>> begin

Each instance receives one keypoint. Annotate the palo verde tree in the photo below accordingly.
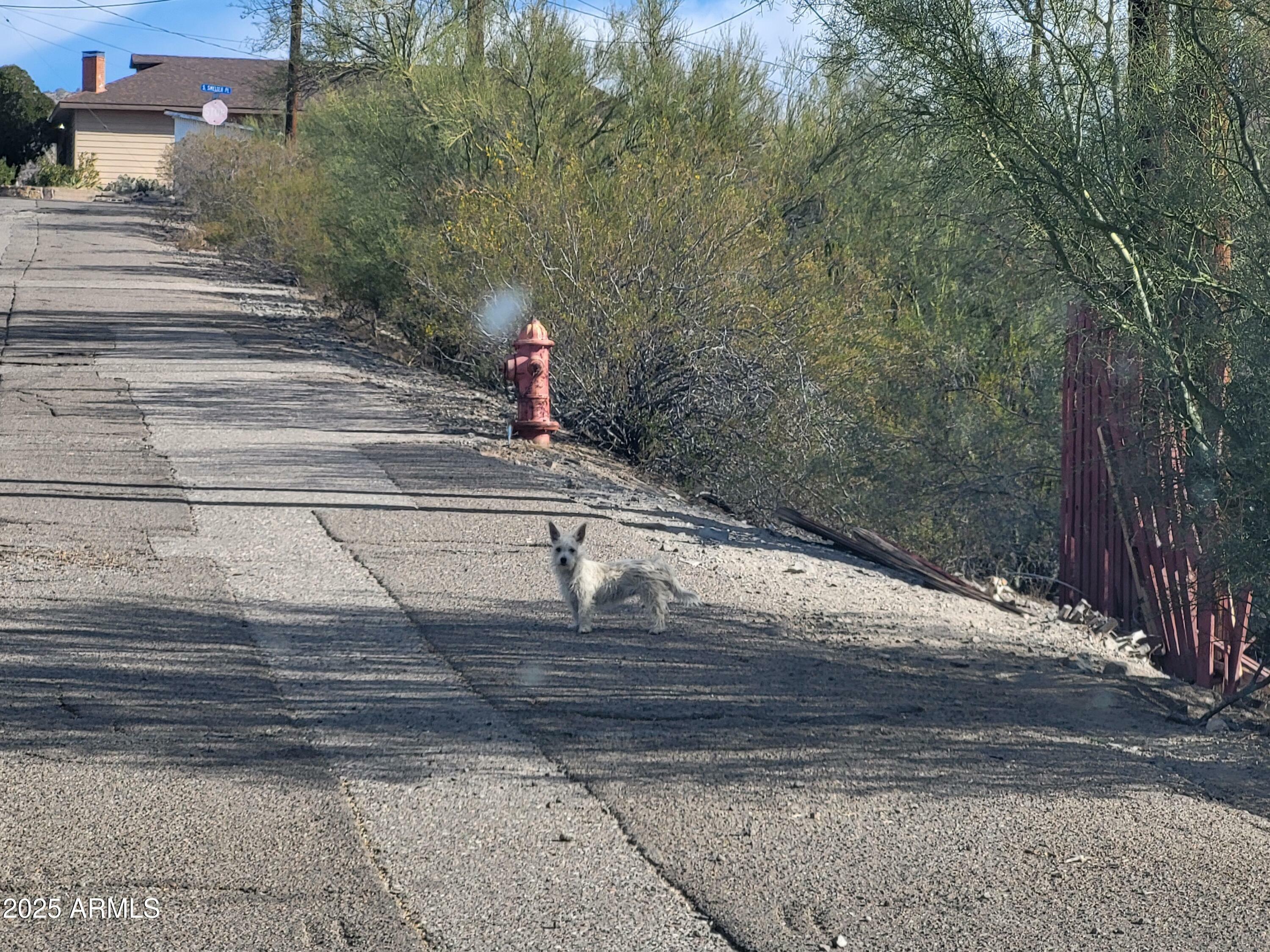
(1128, 140)
(25, 126)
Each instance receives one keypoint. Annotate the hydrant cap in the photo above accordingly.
(535, 334)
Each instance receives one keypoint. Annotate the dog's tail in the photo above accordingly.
(681, 594)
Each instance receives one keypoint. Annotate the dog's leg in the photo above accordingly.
(583, 616)
(656, 605)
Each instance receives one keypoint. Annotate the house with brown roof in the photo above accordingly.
(129, 124)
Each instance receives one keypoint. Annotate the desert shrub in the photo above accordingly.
(130, 186)
(84, 174)
(754, 289)
(253, 196)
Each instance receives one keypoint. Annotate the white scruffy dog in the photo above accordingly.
(587, 584)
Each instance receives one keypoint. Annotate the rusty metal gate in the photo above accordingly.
(1128, 537)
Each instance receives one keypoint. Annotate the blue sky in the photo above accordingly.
(46, 37)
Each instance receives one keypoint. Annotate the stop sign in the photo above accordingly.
(215, 112)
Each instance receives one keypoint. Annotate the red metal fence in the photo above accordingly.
(1129, 541)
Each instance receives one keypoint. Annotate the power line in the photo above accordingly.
(82, 36)
(715, 26)
(33, 47)
(41, 7)
(163, 30)
(124, 26)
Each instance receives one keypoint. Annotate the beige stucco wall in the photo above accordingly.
(125, 144)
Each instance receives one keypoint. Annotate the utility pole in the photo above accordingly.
(477, 32)
(294, 69)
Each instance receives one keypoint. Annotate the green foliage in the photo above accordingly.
(752, 287)
(1127, 144)
(25, 111)
(80, 176)
(130, 186)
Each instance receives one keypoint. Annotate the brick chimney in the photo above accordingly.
(94, 72)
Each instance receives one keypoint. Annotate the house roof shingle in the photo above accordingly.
(173, 83)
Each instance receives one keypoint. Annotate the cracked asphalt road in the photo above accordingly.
(284, 653)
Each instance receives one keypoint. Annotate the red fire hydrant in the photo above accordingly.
(530, 372)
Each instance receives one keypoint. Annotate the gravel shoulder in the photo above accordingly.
(281, 611)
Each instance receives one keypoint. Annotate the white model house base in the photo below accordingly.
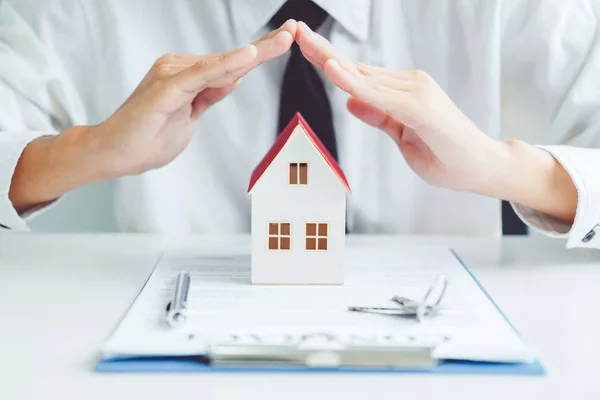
(298, 211)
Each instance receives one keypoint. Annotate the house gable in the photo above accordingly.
(297, 126)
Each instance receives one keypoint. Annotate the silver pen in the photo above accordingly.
(177, 308)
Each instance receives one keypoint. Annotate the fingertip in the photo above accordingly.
(290, 26)
(332, 66)
(285, 37)
(250, 50)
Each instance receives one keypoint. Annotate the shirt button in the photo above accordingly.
(589, 236)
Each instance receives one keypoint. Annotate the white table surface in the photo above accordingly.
(61, 295)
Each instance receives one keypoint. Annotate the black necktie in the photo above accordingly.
(511, 223)
(302, 89)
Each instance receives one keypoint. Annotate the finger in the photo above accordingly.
(318, 50)
(219, 71)
(390, 82)
(276, 43)
(208, 97)
(212, 73)
(374, 117)
(357, 86)
(369, 70)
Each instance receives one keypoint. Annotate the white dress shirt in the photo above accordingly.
(518, 68)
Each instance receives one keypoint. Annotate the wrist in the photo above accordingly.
(51, 166)
(527, 175)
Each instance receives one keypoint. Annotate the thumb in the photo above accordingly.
(208, 97)
(373, 116)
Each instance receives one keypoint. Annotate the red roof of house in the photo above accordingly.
(282, 140)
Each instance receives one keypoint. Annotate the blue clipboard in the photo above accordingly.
(201, 364)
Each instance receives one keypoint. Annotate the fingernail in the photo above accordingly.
(307, 28)
(282, 25)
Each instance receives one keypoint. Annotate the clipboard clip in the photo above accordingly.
(407, 357)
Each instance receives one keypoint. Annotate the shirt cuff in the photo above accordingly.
(583, 166)
(11, 147)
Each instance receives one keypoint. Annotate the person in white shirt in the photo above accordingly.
(183, 162)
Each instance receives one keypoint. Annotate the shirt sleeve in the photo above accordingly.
(583, 166)
(550, 75)
(37, 96)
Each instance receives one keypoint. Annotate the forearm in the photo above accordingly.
(532, 177)
(51, 166)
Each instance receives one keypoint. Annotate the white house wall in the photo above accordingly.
(275, 200)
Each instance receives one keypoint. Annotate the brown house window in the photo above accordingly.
(298, 173)
(280, 236)
(316, 236)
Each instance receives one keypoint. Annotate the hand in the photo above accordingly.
(436, 139)
(155, 124)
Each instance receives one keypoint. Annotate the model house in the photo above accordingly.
(298, 211)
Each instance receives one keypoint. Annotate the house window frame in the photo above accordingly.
(279, 236)
(298, 163)
(316, 236)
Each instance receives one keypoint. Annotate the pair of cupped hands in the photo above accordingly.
(156, 122)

>> end

Short task: Reproduce the whole listing word for word, setting aside any pictures.

Output for this task:
Each instance receives one keypoint. Annotate the palo verde tree in the photo below accordingly.
(1128, 140)
(25, 126)
Each instance receives one keypoint. Annotate the hydrant cap in the photo above accordingly.
(535, 334)
Each instance receives one keypoint. Annotate the dog's tail in the photo above accordingly.
(681, 594)
Each instance receives one keypoint. Annotate the dog's leg in the photo above accordingly.
(583, 616)
(656, 605)
Each instance receives one keypoint. Annotate the house with brown roof in the photo above accordingly.
(129, 124)
Each instance receives one keypoint. Annotate the desert shrub in the photo above accordingly.
(130, 186)
(84, 174)
(754, 289)
(253, 196)
Each instance receives one keypoint. Annotate the white scruffy dog in the photo above accordingly.
(587, 584)
Each instance receives one keypoint. Annotate the rusty metal gate in the photo above accordingly.
(1128, 537)
Each instance receives one keypoint. Annotate the blue sky in the photo above accordingly.
(46, 37)
Each instance receives one keypoint. Annotate the stop sign in the photo above accordingly.
(215, 112)
Each instance receives one keypoint. Annotate the red metal fence in the photo above accordingly.
(1129, 541)
Each instance receives one keypoint. Annotate the power line in the photo above accordingly.
(82, 36)
(715, 26)
(33, 47)
(41, 7)
(163, 30)
(124, 26)
Each instance receives one keypoint. Annotate the beige stucco wall in the photo above accordingly.
(125, 144)
Each instance receives one keypoint. Annotate the utility pole in the photo above accordingly.
(477, 32)
(294, 69)
Each instance receives one keypoint. Annotate the green foliage in the photo above accordingly.
(752, 287)
(1127, 144)
(25, 111)
(80, 176)
(130, 186)
Each instance receives one keypoint. Annotate the brick chimney in the photo above accordingly.
(94, 72)
Each instance receives one keypoint. Annotate the house roof shingle in the photo above accordingly.
(173, 83)
Each instance receives one keypoint. Annotate the cracked asphalt road in the photo above accordingly.
(284, 653)
Each instance receives one keypoint. Annotate the red fire hydrant in the photo above accordingly.
(530, 372)
Each instance receives one keypoint. Annotate the gravel shoulder in the photo above accordingly.
(281, 611)
Each instance receives one keypoint. Annotate the white model house base in the photo below accordingly.
(298, 211)
Each instance receives one keypoint. Annotate the house gable in the photo above accordingly.
(297, 126)
Each instance receives one keypoint. Annotate the silver pen in the photo above accordingly.
(177, 308)
Each instance receives one keypoint. Annotate the fingertip in the photo above accordingly.
(290, 26)
(332, 66)
(285, 37)
(250, 50)
Each instance receives one keypoint. Annotate the shirt button in the photo above accordingly.
(589, 236)
Each instance receives one keypoint. Annotate the white table surface in the photo above accordingly.
(61, 295)
Each instance receives one keypoint. Annotate the black necktie in the photo above accordingly.
(511, 223)
(302, 89)
Each instance receives one keypoint. Annotate the finger in the photo above accordingly.
(318, 50)
(219, 71)
(390, 82)
(276, 43)
(208, 97)
(212, 73)
(374, 117)
(357, 86)
(369, 70)
Each instance receives one keypoint. Annotate the white dress shirt in the photo above accordingly.
(518, 68)
Each instance receives one keypoint. Annotate the wrist in the photo above accordingly.
(51, 166)
(527, 175)
Each instance receives one keypoint. Annotate the thumb in the photo above accordingly.
(208, 97)
(373, 116)
Each instance receives one keypoint. Annotate the red roof of house in the photo above accordingly.
(282, 140)
Each instance receives one keypoint. Annotate the blue clipboard in the photo above accordingly.
(201, 364)
Each instance receives one keypoint. Annotate the fingernail in the photo above accordingly.
(307, 28)
(282, 25)
Each instance receives one keypoint. Annotate the clipboard clip in the photo above accordingly.
(407, 357)
Each instance receives one keypoint. Annotate the shirt cuff in the photo above accordingly.
(583, 166)
(11, 147)
Each instance receives one keypoint. Annotate the person in white shirt in the photo above accordingly.
(183, 162)
Each instance receives one keypoint. Annotate the shirt sleeve in the photo above accordingly.
(583, 166)
(550, 75)
(37, 96)
Each instance receives one keypoint. Annotate the forearm in the photo above accordingly.
(532, 177)
(51, 166)
Each instance receives one keypoint. Annotate the white house wall in the photo above accordingly.
(275, 200)
Each instance receives one keypoint. Annotate the brown house window in the photo above accordingly.
(298, 173)
(280, 236)
(316, 236)
Each instance receives one keypoint. Annotate the hand in the photo above accordingly.
(436, 139)
(155, 124)
Each instance receives one keypoint. Annotate the model house in the photo above accordingly.
(298, 211)
Each instance receives one keypoint. Annotate the house window frame in the photo above accordingly.
(279, 236)
(298, 163)
(316, 236)
Each instance receives one keypoint. Annotate the pair of cupped hands in the photo above accordingly.
(156, 122)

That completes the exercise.